Problem requirements – The output should consist solely of the line containing "Where can the dense" and the lines that follow it through the end of the data below.

[Records from a point labeling set]
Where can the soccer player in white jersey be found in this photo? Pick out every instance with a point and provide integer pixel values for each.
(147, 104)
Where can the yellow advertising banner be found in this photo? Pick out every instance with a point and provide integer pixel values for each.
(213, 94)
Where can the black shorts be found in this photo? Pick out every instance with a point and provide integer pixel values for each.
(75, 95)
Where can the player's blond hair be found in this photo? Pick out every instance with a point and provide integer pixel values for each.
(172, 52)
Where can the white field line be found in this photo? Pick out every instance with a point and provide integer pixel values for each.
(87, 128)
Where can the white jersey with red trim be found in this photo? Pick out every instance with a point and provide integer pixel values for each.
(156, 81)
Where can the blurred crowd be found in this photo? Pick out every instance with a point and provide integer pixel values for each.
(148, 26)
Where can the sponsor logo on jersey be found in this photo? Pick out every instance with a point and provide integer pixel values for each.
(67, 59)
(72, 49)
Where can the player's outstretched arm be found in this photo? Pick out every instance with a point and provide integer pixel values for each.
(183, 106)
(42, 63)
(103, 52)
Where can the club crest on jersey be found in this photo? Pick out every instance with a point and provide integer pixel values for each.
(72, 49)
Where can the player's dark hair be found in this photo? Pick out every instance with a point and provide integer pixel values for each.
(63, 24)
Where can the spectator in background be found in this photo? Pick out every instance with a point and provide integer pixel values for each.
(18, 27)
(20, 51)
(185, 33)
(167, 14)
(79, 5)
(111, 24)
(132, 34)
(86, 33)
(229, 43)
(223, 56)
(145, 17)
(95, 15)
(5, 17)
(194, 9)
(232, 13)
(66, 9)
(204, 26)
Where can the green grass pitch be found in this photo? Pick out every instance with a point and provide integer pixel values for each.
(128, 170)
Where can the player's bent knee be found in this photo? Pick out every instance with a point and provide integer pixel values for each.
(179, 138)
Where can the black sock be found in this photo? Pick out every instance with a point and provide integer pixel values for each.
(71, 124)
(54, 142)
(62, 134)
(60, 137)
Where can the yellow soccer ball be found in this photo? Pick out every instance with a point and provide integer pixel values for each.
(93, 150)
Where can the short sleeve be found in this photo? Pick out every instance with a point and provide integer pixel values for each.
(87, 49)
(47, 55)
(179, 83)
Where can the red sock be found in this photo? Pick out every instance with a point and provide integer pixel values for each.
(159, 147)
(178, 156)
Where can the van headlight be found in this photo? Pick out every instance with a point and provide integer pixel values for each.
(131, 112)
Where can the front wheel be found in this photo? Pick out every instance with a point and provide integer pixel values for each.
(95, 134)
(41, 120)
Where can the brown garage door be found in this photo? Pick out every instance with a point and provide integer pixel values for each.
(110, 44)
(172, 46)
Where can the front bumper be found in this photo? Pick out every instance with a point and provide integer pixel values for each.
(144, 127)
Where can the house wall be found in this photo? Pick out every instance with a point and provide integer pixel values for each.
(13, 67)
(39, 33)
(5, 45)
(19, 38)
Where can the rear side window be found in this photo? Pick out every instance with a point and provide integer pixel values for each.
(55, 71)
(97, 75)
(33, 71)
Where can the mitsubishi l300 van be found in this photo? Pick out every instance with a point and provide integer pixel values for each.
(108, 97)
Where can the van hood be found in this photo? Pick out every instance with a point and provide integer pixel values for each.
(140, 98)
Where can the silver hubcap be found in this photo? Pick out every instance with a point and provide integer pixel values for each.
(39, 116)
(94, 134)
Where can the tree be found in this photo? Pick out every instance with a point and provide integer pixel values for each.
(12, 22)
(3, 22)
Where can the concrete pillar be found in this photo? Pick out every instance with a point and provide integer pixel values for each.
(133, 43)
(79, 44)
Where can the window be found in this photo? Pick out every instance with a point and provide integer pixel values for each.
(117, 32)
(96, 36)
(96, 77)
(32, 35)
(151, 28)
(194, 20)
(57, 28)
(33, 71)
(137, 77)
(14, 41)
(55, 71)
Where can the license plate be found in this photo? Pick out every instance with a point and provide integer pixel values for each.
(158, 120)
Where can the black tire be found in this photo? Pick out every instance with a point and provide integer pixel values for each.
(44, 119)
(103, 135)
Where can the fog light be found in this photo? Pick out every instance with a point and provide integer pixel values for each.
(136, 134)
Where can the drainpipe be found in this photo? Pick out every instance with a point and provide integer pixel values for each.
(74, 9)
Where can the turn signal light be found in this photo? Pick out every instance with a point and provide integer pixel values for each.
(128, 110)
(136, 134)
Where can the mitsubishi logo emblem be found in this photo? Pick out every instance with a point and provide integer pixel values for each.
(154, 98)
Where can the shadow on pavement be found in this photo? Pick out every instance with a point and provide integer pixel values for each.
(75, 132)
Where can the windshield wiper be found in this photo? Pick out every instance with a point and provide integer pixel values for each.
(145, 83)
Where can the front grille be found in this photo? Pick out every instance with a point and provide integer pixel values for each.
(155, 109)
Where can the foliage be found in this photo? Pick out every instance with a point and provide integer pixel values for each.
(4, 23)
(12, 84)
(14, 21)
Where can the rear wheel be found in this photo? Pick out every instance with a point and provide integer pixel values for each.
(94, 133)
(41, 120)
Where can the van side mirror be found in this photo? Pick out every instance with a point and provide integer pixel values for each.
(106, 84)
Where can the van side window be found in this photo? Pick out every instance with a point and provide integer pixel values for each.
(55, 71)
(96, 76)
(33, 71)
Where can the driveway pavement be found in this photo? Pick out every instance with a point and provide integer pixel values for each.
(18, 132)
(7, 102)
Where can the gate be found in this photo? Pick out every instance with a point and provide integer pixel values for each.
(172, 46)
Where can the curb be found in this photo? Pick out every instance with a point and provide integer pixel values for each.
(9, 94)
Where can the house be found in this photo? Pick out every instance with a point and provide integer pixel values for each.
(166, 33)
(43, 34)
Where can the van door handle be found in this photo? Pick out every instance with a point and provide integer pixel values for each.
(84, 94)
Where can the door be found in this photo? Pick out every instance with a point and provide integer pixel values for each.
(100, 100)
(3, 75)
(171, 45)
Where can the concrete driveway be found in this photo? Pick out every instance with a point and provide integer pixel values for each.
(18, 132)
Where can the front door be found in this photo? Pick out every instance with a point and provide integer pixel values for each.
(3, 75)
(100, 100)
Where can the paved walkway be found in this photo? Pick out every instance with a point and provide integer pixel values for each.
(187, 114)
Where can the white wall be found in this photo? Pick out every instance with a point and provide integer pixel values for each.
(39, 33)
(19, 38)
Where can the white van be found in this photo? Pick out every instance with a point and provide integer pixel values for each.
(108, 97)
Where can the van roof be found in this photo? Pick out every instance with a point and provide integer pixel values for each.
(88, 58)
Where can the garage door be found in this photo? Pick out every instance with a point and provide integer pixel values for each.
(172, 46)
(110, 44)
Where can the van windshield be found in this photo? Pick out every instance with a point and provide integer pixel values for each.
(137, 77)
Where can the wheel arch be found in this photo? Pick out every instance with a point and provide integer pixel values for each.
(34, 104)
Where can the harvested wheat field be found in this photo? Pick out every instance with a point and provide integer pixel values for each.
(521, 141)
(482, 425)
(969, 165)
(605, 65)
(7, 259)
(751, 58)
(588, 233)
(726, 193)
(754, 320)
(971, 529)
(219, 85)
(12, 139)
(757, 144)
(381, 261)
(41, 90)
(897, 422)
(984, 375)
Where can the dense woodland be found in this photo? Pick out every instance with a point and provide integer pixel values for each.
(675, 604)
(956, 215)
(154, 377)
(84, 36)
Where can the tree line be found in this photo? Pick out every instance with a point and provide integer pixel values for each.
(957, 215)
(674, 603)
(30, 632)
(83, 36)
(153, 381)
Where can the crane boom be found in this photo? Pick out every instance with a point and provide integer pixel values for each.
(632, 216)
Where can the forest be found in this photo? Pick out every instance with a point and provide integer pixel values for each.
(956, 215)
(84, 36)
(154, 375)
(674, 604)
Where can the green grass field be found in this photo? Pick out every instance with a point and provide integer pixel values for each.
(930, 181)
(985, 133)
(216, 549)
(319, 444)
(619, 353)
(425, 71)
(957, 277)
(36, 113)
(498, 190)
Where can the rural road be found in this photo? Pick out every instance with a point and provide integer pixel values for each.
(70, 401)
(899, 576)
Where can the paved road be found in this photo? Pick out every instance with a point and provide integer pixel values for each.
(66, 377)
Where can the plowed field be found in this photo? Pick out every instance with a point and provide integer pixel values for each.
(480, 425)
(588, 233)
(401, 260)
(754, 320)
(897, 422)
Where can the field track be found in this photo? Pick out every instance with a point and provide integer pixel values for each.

Reply –
Where can the dense woodland be found in this photo? Pick out every instance with a point and provide integer pixel values for each.
(675, 604)
(956, 215)
(154, 377)
(84, 36)
Where can the tree line be found in this photo? Pick out every instance with a point and provide integer pixel values for each.
(957, 215)
(674, 603)
(30, 632)
(83, 36)
(153, 381)
Where can the crane boom be found in this photo? Pick out every instance with a point and provide integer pixel values for each.
(632, 216)
Where can the forest be found in this photo? Pick out every instance with a point and provide integer pixel values for each.
(956, 215)
(84, 36)
(154, 375)
(674, 604)
Where can the green grass field be found in this photo? Pick out every instance with a point and provide integer pixel values for each.
(930, 181)
(985, 133)
(216, 549)
(319, 444)
(619, 353)
(425, 71)
(957, 277)
(36, 113)
(498, 190)
Where can the rural road be found in this photo? Pick out every instance with a point and provide integer pixel values for each.
(70, 401)
(899, 576)
Where can the paved road be found in this photo? Pick out every instance with a point and provide integer pixel values for each.
(66, 377)
Where can the plowed field be found in this photo? Pick out every instance with a point and provide integer pixel values for each.
(480, 425)
(588, 233)
(401, 260)
(754, 320)
(897, 422)
Where can the field track be found in this photo? Pick out every instance with a point and provide integer pixel values for each.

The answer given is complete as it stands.